--- Data Enclosed Below ---
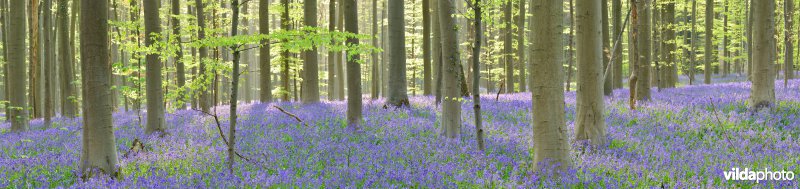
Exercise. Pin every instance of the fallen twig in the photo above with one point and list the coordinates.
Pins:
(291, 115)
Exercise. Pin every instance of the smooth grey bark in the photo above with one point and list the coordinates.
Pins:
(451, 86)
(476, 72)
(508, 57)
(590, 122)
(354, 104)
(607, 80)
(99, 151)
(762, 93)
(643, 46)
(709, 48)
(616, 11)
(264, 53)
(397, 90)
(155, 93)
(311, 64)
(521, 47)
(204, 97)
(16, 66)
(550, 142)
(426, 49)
--- End of Enclosed Data ---
--- Data Enclosed Below ---
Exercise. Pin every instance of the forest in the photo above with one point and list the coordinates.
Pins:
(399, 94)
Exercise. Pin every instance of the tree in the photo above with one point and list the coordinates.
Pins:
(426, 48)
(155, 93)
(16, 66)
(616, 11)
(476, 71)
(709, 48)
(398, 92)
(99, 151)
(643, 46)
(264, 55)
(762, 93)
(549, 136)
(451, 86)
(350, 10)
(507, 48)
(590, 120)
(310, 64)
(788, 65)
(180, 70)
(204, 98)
--- End of Enclosed Data ---
Show every line above in which the word "photo" occurs.

• _Result of this task_:
Exercise. Pin every instance of the fallen twig in the photo above with one point and list the coordinates.
Exercise. Pin every instance of the smooth grey bark in the photo above with one point and list the coordinates.
Exercise. Pin every instance of the forest in the photo above with one point and list the coordinates.
Exercise. Pin every instance of the tree in the photo above with one point and list the coordinates.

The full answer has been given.